Detection examples:
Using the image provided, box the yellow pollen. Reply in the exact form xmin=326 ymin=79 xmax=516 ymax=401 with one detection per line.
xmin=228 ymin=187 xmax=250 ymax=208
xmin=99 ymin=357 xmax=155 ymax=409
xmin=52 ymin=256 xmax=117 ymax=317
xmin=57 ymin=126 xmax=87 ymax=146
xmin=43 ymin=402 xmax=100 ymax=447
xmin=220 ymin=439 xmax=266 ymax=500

| Aim |
Write out every line of the data above word for word, with nothing changed.

| Answer for the task |
Using the image provided, box the yellow pollen. Reply in the exact form xmin=326 ymin=79 xmax=516 ymax=401 with one detection per line.
xmin=228 ymin=187 xmax=250 ymax=208
xmin=99 ymin=357 xmax=155 ymax=409
xmin=52 ymin=256 xmax=117 ymax=317
xmin=57 ymin=126 xmax=87 ymax=146
xmin=43 ymin=402 xmax=100 ymax=447
xmin=220 ymin=439 xmax=266 ymax=500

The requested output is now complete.